■ **Region pointing data**
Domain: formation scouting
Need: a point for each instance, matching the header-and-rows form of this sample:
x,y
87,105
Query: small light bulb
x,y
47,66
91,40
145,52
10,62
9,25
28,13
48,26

■ **PROBLEM REQUIREMENTS**
Without omitting anything, output the data verbatim.

■ **ANSWER FOR THE TASK**
Domain: formation scouting
Need: a point for each instance, matching the header-and-rows form of this sample:
x,y
87,105
Query: small light bulb
x,y
47,66
91,40
145,52
10,62
9,25
28,13
48,26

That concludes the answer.